* _Stored data_

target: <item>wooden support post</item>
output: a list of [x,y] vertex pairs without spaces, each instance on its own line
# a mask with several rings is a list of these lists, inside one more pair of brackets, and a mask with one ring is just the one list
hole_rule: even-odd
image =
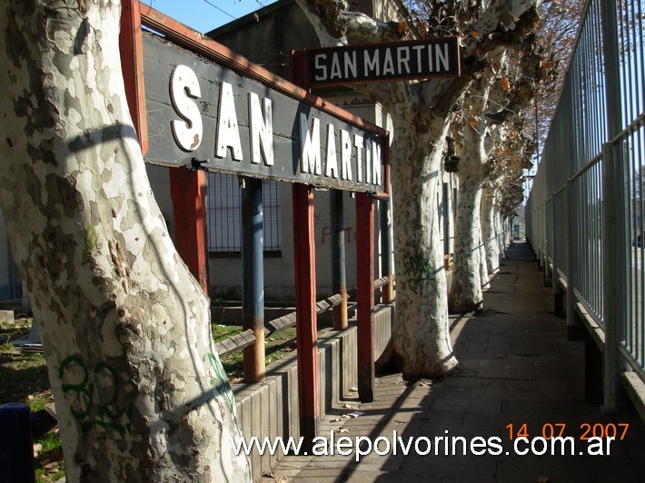
[[300,434],[310,450],[320,429],[316,260],[313,192],[300,183],[293,184],[293,242]]
[[392,256],[392,202],[381,200],[381,276],[387,277],[388,282],[381,289],[381,302],[394,301],[394,263]]
[[242,328],[255,335],[244,349],[244,381],[264,380],[264,257],[262,180],[245,178],[242,190]]
[[145,116],[144,47],[138,0],[123,0],[122,2],[119,50],[121,68],[125,84],[125,97],[141,144],[141,152],[145,155],[148,151],[148,123]]
[[174,246],[203,292],[208,294],[206,173],[187,168],[170,168],[168,171],[174,218]]
[[356,281],[358,285],[358,395],[374,400],[374,202],[356,194]]
[[329,212],[332,232],[332,291],[340,293],[342,301],[333,308],[333,329],[347,329],[347,277],[345,269],[345,231],[342,192],[329,192]]

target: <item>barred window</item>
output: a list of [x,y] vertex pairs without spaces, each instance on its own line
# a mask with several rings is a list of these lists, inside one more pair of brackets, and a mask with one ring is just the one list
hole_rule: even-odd
[[[263,180],[263,239],[267,254],[279,254],[282,250],[279,188],[278,182]],[[208,173],[208,250],[213,256],[239,256],[242,252],[241,200],[237,176]]]

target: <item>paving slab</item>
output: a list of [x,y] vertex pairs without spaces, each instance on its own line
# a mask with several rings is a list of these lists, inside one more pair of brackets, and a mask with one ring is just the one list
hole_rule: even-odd
[[[382,455],[358,461],[356,453],[288,456],[274,476],[295,482],[645,482],[645,427],[634,411],[603,414],[585,402],[584,346],[567,340],[566,321],[555,317],[552,290],[528,245],[509,248],[484,304],[484,314],[451,316],[457,373],[414,384],[382,375],[372,403],[351,401],[362,416],[339,420],[354,410],[341,407],[322,421],[322,435],[369,438]],[[591,447],[596,441],[585,437],[594,428],[627,431],[609,446],[603,439]],[[567,439],[543,439],[561,433]],[[367,445],[359,448],[366,452]],[[542,454],[531,455],[531,445]],[[601,455],[588,454],[600,448]]]

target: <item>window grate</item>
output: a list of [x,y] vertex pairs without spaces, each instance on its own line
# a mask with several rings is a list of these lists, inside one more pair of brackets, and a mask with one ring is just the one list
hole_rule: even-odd
[[[262,185],[264,251],[275,253],[282,250],[280,190],[274,181],[263,180]],[[242,252],[241,200],[237,176],[208,173],[208,250],[215,256]]]

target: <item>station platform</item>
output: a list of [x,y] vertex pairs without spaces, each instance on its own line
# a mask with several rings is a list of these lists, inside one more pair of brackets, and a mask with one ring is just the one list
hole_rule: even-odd
[[381,375],[374,402],[350,399],[324,417],[321,436],[365,437],[370,454],[286,456],[263,480],[645,482],[645,425],[585,400],[584,345],[567,340],[528,244],[509,247],[486,289],[484,313],[451,317],[458,372]]

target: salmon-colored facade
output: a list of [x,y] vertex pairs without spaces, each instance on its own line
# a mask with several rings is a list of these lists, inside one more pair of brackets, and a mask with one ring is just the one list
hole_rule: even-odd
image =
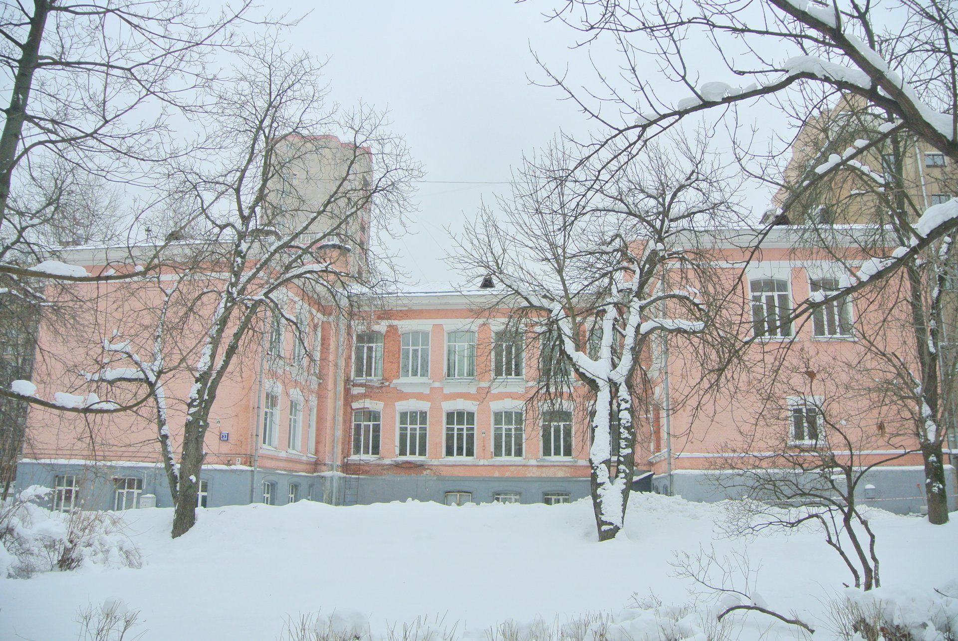
[[[847,233],[854,236],[855,229]],[[650,398],[637,400],[638,476],[659,492],[724,497],[711,475],[730,460],[763,465],[764,452],[801,446],[793,430],[809,424],[793,418],[809,405],[791,403],[820,398],[825,401],[815,411],[828,416],[816,425],[823,431],[826,418],[855,426],[844,429],[854,440],[849,451],[832,444],[835,453],[854,452],[862,465],[884,463],[866,498],[898,511],[920,510],[922,458],[906,417],[855,384],[870,367],[856,332],[907,318],[893,299],[861,297],[787,331],[761,329],[775,305],[790,309],[808,299],[813,283],[835,274],[836,266],[831,254],[808,247],[795,228],[773,230],[757,256],[741,249],[751,245],[752,235],[715,230],[709,251],[718,278],[733,292],[722,303],[728,327],[740,338],[768,335],[747,348],[711,390],[698,387],[701,365],[684,339],[670,339],[667,348],[660,343],[647,355],[654,384]],[[854,242],[848,245],[851,258]],[[75,263],[92,273],[106,263],[76,253]],[[38,361],[36,379],[46,382],[37,396],[82,390],[117,398],[115,386],[91,388],[78,374],[103,362],[103,339],[129,339],[148,353],[151,337],[142,328],[153,327],[148,321],[161,298],[158,284],[162,279],[91,288],[97,311],[82,335],[96,339],[85,345],[42,332],[47,357]],[[503,338],[510,309],[491,305],[499,300],[500,291],[475,286],[406,291],[369,301],[346,317],[289,288],[286,315],[297,319],[298,329],[277,329],[264,317],[218,389],[206,438],[204,504],[564,502],[587,495],[587,390],[575,383],[548,407],[538,401],[537,343]],[[183,328],[166,348],[167,361],[194,359],[191,346],[199,333],[198,327]],[[906,339],[906,333],[899,336]],[[164,383],[174,451],[189,380],[173,374]],[[116,507],[113,488],[141,478],[133,487],[166,504],[154,411],[148,403],[99,417],[34,408],[18,483],[62,484],[78,469],[99,466],[107,471],[92,473],[90,502]],[[102,496],[95,497],[97,492]]]

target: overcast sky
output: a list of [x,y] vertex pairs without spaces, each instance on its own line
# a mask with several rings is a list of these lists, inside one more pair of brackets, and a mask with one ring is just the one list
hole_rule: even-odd
[[[284,1],[292,14],[304,11],[304,3]],[[289,34],[293,46],[330,58],[333,100],[388,108],[393,130],[423,165],[418,211],[395,240],[412,281],[460,280],[444,261],[445,228],[455,233],[482,199],[508,192],[506,184],[468,183],[505,183],[524,151],[559,129],[584,135],[594,128],[558,90],[530,83],[542,78],[531,50],[557,69],[570,62],[583,81],[590,80],[586,53],[610,71],[618,58],[598,47],[570,51],[576,34],[540,13],[550,4],[324,1]],[[767,196],[754,200],[761,206]]]

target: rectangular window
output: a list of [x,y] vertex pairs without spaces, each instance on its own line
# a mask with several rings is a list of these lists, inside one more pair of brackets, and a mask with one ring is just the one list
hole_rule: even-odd
[[565,381],[572,377],[572,367],[560,346],[559,332],[549,331],[539,336],[539,380]]
[[272,481],[262,482],[262,502],[265,505],[273,505],[276,493],[276,484]]
[[895,176],[898,173],[895,171],[895,154],[894,153],[882,153],[881,154],[881,172],[885,175],[885,180],[894,181]]
[[819,414],[818,406],[814,403],[803,401],[793,403],[788,407],[789,412],[789,441],[792,443],[815,443],[819,438]]
[[429,332],[408,332],[402,334],[399,349],[399,377],[427,378],[429,377]]
[[427,420],[422,410],[399,412],[399,456],[425,456]]
[[476,332],[450,332],[445,343],[445,377],[474,378],[476,376]]
[[116,493],[113,497],[113,509],[135,510],[143,492],[143,479],[136,477],[114,479]]
[[924,154],[924,166],[925,167],[945,167],[945,154],[936,153],[933,151],[925,152]]
[[80,483],[76,474],[63,474],[54,479],[54,510],[70,512],[80,507]]
[[266,392],[266,404],[262,410],[262,445],[276,446],[279,418],[280,396],[274,392]]
[[293,328],[293,365],[303,366],[306,358],[306,340],[304,336],[308,331],[308,323],[306,314],[299,312],[296,314],[296,327]]
[[210,495],[210,482],[200,480],[199,489],[196,491],[196,507],[205,508],[206,499]]
[[354,378],[381,378],[382,334],[378,332],[360,332],[356,333],[353,360]]
[[286,448],[299,451],[303,441],[303,402],[297,399],[289,399],[289,439]]
[[316,321],[312,328],[312,373],[319,376],[319,356],[323,346],[323,324]]
[[513,330],[496,332],[492,344],[492,377],[521,378],[522,337]]
[[[811,281],[811,299],[816,295],[827,298],[839,290],[838,279],[821,278]],[[821,300],[821,298],[819,298]],[[850,336],[852,334],[852,303],[847,296],[836,298],[811,312],[811,324],[816,336]]]
[[316,401],[309,402],[309,431],[307,433],[306,453],[316,453]]
[[522,458],[523,424],[521,411],[492,414],[492,456]]
[[472,502],[471,492],[445,492],[446,505],[466,505]]
[[445,413],[445,455],[475,456],[475,412],[459,409]]
[[269,341],[266,351],[274,358],[283,357],[283,319],[279,314],[273,314],[273,321],[269,325]]
[[751,282],[752,327],[756,336],[790,336],[791,301],[788,282],[781,278],[760,278]]
[[353,455],[378,456],[382,415],[375,409],[353,412]]
[[572,457],[572,412],[543,412],[542,457]]

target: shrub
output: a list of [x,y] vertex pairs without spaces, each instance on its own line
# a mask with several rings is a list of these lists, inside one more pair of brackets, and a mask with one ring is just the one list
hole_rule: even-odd
[[51,512],[36,505],[50,493],[31,486],[0,508],[0,574],[74,570],[86,562],[140,567],[140,551],[124,534],[123,517],[103,512]]

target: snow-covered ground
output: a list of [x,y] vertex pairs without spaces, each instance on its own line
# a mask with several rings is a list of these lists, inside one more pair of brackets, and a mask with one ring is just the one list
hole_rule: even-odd
[[[143,551],[141,569],[88,565],[0,579],[0,638],[77,638],[78,610],[109,599],[140,610],[135,631],[145,640],[277,639],[287,617],[316,611],[368,617],[374,632],[439,615],[444,628],[455,624],[457,633],[485,638],[508,619],[564,621],[587,612],[628,619],[634,614],[620,610],[633,595],[686,603],[692,584],[674,578],[670,561],[676,551],[712,545],[719,555],[747,551],[761,564],[757,591],[767,606],[796,611],[819,629],[816,638],[829,638],[826,603],[850,578],[813,529],[724,538],[716,529],[720,505],[654,494],[633,494],[625,532],[604,543],[595,541],[587,501],[460,508],[301,501],[198,512],[196,526],[177,540],[169,538],[171,510],[125,513]],[[872,522],[882,583],[895,594],[921,602],[932,587],[958,586],[954,520],[932,526],[876,512]],[[755,630],[773,625],[748,617]],[[774,624],[765,638],[791,630]]]

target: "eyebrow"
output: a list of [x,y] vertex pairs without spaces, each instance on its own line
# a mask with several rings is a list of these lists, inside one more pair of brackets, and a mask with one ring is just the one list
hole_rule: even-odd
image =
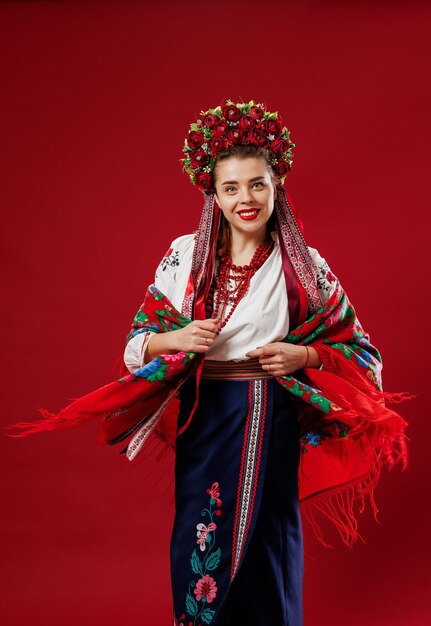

* _Task instructions_
Pull out each line of the entries above that contains the string "target". Case counts.

* _Result of this exercise_
target: <item>wooden support post</item>
target: <item>barred window</item>
target: <item>paving slab</item>
target: <item>window grate</item>
target: <item>station platform</item>
target: salmon-colored facade
target: overcast sky
target: rectangular window
target: shrub
target: snow-covered ground
target: "eyebrow"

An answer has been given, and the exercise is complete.